▶ **Source document**:

Pfizer did not come off scotch free, they were made to shelf out $2.2Bn in criminal fines and civil suits, a loss equivalent to a profit of 3 months...
 
The main points of the article:
 
Pfizer and the feds cut a deal. Instead of charging Pfizer with a crime, prosecutors would charge a Pfizer subsidiary, Pharmacia & Upjohn Co. Inc. According to court documents, Pfizer Inc. owns (a) Pharmacia Corp., which owns (b) Pharmacia & Upjohn LLC, which owns (c) Pharmacia & Upjohn Co. LLC, which in turn owns (d) Pharmacia & Upjohn Co. Inc. It is the great-great-grandson of the parent company.



Public records show that the subsidiary was incorporated in Delaware on March 27, 2007, the same day Pfizer lawyers and federal prosecutors agreed that the company would plead guilty in a kickback case against a company Pfizer had acquired a few years earlier.

As a result, Pharmacia & Upjohn Co. Inc., the subsidiary, was excluded from Medicare without ever having sold so much as a single pill. And Pfizer was free to sell its products to federally funded health programs. source CNN.com

Moral of the story: Don't make friends, find scape goats.

▶ **What the task asks**: Retype the Pfizer settlement text from "Public records show" to "find scape goats.", keeping every word and punctuation mark unchanged.

▶ **Recorded information**:

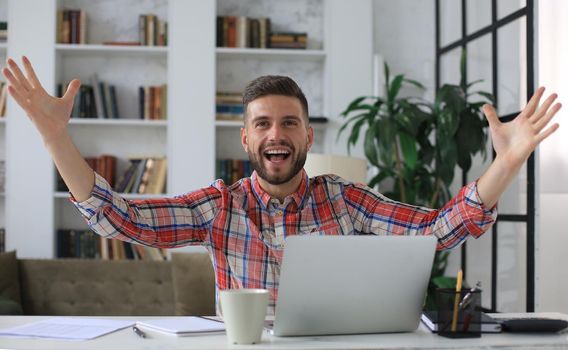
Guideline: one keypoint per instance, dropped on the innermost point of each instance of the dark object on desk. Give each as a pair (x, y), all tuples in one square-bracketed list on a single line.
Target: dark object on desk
[(488, 324), (456, 322), (533, 325)]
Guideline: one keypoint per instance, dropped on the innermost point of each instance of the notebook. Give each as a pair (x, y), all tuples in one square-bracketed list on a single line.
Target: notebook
[(352, 284), (183, 326)]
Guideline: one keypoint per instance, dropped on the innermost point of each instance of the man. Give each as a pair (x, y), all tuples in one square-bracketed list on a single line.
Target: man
[(244, 225)]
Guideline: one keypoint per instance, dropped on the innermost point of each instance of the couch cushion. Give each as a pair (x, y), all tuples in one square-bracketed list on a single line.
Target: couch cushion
[(96, 287), (194, 284), (9, 284)]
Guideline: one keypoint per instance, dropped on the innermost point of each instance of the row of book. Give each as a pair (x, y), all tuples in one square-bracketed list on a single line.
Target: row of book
[(3, 32), (86, 244), (95, 100), (241, 31), (229, 106), (72, 26), (104, 165), (152, 31), (143, 175), (232, 170), (3, 97), (2, 239), (153, 102)]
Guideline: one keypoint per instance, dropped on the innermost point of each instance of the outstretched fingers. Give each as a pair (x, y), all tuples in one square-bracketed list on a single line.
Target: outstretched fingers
[(13, 80), (15, 70), (31, 73), (533, 103), (491, 116)]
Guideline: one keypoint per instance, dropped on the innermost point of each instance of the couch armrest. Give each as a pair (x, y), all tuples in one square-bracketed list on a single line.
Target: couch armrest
[(194, 284)]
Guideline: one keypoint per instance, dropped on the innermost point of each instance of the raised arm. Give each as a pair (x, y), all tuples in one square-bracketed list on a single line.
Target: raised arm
[(50, 116), (514, 142)]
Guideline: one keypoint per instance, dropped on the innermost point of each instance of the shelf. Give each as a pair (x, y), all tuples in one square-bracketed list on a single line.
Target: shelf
[(118, 122), (271, 54), (65, 195), (88, 49)]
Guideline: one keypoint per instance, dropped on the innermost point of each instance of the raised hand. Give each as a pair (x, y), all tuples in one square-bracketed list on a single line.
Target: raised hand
[(516, 140), (49, 114)]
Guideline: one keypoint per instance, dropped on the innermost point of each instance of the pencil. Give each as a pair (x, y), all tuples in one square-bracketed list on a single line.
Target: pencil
[(457, 301)]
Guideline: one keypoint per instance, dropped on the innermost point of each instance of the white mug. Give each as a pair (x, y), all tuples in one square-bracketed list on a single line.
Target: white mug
[(244, 311)]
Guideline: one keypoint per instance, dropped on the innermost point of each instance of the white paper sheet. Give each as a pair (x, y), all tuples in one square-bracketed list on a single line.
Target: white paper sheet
[(189, 325), (67, 328)]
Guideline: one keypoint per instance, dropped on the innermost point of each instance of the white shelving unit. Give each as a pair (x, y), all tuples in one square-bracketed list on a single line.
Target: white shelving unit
[(331, 73)]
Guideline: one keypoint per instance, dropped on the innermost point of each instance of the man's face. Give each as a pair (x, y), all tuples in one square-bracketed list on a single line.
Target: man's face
[(276, 137)]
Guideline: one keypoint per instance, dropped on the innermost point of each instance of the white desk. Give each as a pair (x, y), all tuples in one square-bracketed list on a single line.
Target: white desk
[(420, 339)]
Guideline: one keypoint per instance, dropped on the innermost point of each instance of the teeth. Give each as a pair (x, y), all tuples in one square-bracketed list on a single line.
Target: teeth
[(275, 151)]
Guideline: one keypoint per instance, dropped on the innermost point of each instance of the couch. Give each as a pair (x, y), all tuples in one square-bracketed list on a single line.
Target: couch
[(184, 285)]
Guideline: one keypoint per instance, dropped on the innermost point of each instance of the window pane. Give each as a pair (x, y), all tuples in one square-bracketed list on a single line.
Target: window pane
[(479, 64), (478, 15), (511, 267), (511, 67), (450, 21), (450, 67), (506, 7)]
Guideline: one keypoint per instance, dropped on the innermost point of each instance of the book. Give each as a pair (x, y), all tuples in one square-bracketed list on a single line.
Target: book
[(180, 326), (488, 324)]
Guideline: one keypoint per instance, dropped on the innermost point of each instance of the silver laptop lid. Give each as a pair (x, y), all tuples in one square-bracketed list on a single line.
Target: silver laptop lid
[(352, 284)]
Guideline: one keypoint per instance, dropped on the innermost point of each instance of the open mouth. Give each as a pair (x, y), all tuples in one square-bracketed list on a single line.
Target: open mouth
[(277, 155)]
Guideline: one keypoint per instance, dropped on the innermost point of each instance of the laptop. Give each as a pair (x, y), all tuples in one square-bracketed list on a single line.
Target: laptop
[(352, 284)]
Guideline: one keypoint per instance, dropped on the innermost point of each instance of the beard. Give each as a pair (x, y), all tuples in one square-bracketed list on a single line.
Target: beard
[(257, 161)]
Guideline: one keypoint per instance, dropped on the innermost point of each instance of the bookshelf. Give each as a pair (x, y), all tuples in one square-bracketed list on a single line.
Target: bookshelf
[(332, 70)]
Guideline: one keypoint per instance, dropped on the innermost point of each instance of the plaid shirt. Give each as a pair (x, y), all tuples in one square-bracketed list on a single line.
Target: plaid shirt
[(244, 229)]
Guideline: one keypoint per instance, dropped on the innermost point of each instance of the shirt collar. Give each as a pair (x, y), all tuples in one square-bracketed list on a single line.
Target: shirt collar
[(264, 198)]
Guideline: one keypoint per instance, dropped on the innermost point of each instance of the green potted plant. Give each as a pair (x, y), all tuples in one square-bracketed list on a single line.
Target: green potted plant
[(415, 146)]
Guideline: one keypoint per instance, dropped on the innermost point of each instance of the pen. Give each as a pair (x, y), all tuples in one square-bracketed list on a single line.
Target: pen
[(139, 332), (467, 298), (456, 301)]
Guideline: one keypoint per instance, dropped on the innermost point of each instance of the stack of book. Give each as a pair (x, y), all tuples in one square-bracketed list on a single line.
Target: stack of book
[(3, 32), (72, 26), (85, 244), (152, 31), (233, 31), (3, 96), (97, 100), (145, 176), (153, 102), (288, 40), (229, 106), (232, 170)]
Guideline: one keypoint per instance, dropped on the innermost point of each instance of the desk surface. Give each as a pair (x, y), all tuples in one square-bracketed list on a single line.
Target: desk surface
[(420, 339)]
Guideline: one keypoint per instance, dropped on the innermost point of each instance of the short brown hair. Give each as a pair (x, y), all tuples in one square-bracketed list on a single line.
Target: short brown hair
[(274, 85)]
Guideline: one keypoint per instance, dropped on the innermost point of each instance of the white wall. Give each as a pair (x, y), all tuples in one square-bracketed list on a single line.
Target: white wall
[(553, 55)]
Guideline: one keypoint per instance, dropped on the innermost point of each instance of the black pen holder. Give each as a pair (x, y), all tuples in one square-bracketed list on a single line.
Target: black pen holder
[(459, 313)]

▶ **Result of the task**:
Public records show that the subsidiary was incorporated in Delaware on March 27, 2007, the same day Pfizer lawyers and federal prosecutors agreed that the company would plead guilty in a kickback case against a company Pfizer had acquired a few years earlier.

As a result, Pharmacia & Upjohn Co. Inc., the subsidiary, was excluded from Medicare without ever having sold so much as a single pill. And Pfizer was free to sell its products to federally funded health programs. source CNN.com

Moral of the story: Don't make friends, find scape goats.